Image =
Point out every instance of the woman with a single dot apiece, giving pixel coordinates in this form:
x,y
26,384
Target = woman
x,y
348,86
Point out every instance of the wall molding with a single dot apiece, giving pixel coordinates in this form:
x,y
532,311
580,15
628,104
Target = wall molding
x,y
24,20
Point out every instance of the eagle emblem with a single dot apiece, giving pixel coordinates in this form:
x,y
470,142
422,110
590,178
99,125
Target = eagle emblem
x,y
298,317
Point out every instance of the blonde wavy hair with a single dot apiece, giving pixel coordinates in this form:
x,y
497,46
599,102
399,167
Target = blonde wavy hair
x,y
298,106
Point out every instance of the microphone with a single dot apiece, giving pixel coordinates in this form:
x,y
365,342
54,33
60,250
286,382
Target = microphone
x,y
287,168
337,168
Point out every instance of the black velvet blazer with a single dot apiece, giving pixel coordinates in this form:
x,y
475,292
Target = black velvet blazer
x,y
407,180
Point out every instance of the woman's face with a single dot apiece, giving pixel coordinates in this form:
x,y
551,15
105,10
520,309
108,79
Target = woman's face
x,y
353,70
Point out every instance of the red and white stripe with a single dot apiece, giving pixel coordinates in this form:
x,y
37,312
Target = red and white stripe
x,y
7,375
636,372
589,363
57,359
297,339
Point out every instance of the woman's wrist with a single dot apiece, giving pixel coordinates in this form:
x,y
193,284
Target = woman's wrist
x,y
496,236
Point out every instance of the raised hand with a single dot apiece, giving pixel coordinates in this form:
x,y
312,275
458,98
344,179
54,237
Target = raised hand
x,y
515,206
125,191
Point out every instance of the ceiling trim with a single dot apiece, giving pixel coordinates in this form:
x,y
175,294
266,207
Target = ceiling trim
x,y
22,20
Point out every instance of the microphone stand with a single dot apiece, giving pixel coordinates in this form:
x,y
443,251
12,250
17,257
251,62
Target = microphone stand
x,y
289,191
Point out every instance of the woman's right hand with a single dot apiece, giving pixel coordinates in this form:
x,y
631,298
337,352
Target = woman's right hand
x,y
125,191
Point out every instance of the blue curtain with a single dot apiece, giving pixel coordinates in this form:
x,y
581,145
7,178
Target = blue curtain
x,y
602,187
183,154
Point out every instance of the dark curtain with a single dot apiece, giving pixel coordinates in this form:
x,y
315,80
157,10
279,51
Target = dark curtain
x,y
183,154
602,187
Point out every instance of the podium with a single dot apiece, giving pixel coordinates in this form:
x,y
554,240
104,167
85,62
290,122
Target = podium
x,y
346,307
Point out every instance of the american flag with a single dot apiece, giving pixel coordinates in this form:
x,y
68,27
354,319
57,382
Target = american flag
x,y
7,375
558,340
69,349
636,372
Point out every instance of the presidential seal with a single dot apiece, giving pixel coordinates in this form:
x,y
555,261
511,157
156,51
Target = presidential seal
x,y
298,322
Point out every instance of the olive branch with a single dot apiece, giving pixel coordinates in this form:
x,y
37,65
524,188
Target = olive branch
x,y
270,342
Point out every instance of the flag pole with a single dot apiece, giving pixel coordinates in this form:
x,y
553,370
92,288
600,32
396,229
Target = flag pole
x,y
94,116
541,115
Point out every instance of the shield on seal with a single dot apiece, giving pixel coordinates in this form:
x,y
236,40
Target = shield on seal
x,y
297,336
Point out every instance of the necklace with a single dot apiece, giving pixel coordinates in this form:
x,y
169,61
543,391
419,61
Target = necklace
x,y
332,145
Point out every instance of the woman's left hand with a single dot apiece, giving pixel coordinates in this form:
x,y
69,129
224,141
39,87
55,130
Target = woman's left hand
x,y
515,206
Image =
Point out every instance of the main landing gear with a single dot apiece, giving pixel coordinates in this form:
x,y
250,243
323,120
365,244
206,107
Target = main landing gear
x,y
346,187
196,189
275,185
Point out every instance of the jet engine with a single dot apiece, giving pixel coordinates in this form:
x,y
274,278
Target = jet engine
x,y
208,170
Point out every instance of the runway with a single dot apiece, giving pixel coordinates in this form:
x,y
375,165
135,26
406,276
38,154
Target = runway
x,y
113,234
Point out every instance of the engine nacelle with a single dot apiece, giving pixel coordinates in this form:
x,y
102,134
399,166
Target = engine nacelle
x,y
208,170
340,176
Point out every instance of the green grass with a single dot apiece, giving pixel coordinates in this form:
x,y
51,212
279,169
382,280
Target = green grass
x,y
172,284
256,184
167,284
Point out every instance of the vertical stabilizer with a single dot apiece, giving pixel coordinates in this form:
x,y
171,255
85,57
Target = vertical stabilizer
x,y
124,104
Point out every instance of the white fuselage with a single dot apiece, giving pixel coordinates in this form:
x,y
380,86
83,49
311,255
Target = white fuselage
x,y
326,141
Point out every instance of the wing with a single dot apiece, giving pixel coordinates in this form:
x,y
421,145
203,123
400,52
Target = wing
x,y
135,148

OBJECTIVE -
Each line of the listing above should be output exactly.

RESPONSE TO THIS EXERCISE -
Image =
Point out every instance of the woman with a single dot apiece, giving pixel coordinates in this form:
x,y
26,384
Target = woman
x,y
348,86
Point out every instance of the wall molding with a single dot apiece, giving pixel coordinates in this form:
x,y
532,311
580,15
628,104
Target = wall molding
x,y
24,20
Point out every instance of the eagle emblem with a single dot apiece, giving pixel coordinates in this form:
x,y
470,142
422,110
590,178
99,125
Target = eagle emblem
x,y
298,317
Point out every instance of the blonde wavy hair with a single dot apiece, giving pixel coordinates in this form:
x,y
497,46
599,102
399,167
Target = blonde wavy hair
x,y
298,106
Point out every instance of the microphone with a single dot apiece, giving pixel coordinates in this form:
x,y
365,342
54,33
60,250
286,382
Target = microphone
x,y
287,168
337,168
Point out every instance of the black velvet blazer with a single dot apiece, giving pixel coordinates in this form:
x,y
475,292
Target = black velvet blazer
x,y
407,180
Point out every instance of the woman's face with a single dot apiece, giving pixel coordinates in this form:
x,y
551,15
105,10
520,309
108,79
Target = woman's face
x,y
353,70
Point out every instance of the red and white stripe with a single dot apiece, giving pixel coordinates in this form:
x,y
37,312
Target = red and white stripe
x,y
7,375
636,372
589,363
57,359
297,339
Point out every instance of the woman's wrist with a single dot apiece, giving pixel coordinates in this form:
x,y
193,284
Target = woman's wrist
x,y
496,236
Point out every instance of the raised hand with a single dot apiece, giving pixel coordinates in this form:
x,y
312,275
458,98
344,179
54,237
Target = raised hand
x,y
515,206
125,191
Point out every instance of the ceiling trim with a single dot apiece, giving pixel coordinates in this form:
x,y
175,294
266,207
Target = ceiling trim
x,y
22,20
Point out every instance of the microphone stand with a single dot apiece, giving pixel coordinates in this form:
x,y
443,251
12,250
17,257
251,62
Target = microphone stand
x,y
289,191
Point out every instance of the woman's right hand with a single dot apiece, giving pixel coordinates in this form:
x,y
631,298
337,352
Target = woman's right hand
x,y
125,191
Point out every instance of the blue curtain with a single dot apiece, giving pixel coordinates in this form:
x,y
581,145
7,178
Target = blue curtain
x,y
602,187
183,154
Point out every instance of the dark curtain with a single dot apiece, giving pixel coordinates in this form:
x,y
315,80
157,10
279,51
Target = dark curtain
x,y
183,154
602,187
Point out every instance of the podium with a single dot apiece, giving pixel coordinates in this form:
x,y
554,240
104,167
85,62
290,122
Target = podium
x,y
346,307
Point out every instance of the american flag with a single dot apiece, giving pixel coordinates in this form:
x,y
68,27
354,319
57,382
Target = american flag
x,y
7,375
558,340
69,349
636,372
Point out every instance of the presidential seal with a single dot apiece, giving pixel coordinates in this form:
x,y
555,261
511,157
156,51
Target = presidential seal
x,y
298,322
Point out every instance of the olive branch with a single dot apiece, giving pixel coordinates in this form:
x,y
37,65
524,188
Target = olive branch
x,y
270,342
Point out every instance of the flag pole with a single dot apiece, giving pixel coordinates in this form:
x,y
553,370
92,288
600,32
396,229
Target = flag pole
x,y
94,116
541,115
Point out every instance of the shield on seal with a single dot apiece, giving pixel coordinates in this form:
x,y
236,40
Target = shield on seal
x,y
297,336
Point out every instance of the necklace with a single dot apiece, giving pixel coordinates in this form:
x,y
169,61
543,391
419,61
Target = necklace
x,y
332,145
Point out every instance of the woman's left hand with a single dot apiece, giving pixel coordinates in this form:
x,y
69,129
224,141
39,87
55,130
Target = woman's left hand
x,y
515,206
Image =
Point out every instance of the main landing gear with a single dot apiece, giving pixel coordinates in this form:
x,y
250,243
323,120
365,244
206,107
Target = main landing gear
x,y
346,187
196,189
275,185
Point out every instance of the jet engine with a single dot apiece, giving pixel coordinates in this form:
x,y
274,278
Target = jet engine
x,y
208,170
Point out every instance of the runway with a single dot apiece, giving pixel coordinates in this form:
x,y
375,165
135,26
406,276
38,154
Target = runway
x,y
113,234
Point out every instance of the engine nacelle with a single dot apiece, giving pixel coordinates in this form:
x,y
102,134
399,166
Target = engine nacelle
x,y
208,170
340,176
Point out every instance of the green grass with a single dot apiece, giving pixel coordinates in this form:
x,y
51,212
279,169
382,280
Target = green grass
x,y
172,284
256,184
167,284
Point out every instance of the vertical stabilizer with a single dot apiece, giving pixel coordinates in this form:
x,y
171,255
85,57
Target = vertical stabilizer
x,y
124,104
Point out every instance of the white fuselage with a single dot apiece, giving pixel coordinates in this form:
x,y
380,86
83,49
311,255
Target = white fuselage
x,y
326,141
Point out every instance of the wing with a single dot apiece, giving pixel coordinates in this form:
x,y
421,145
203,123
400,52
Target = wing
x,y
135,148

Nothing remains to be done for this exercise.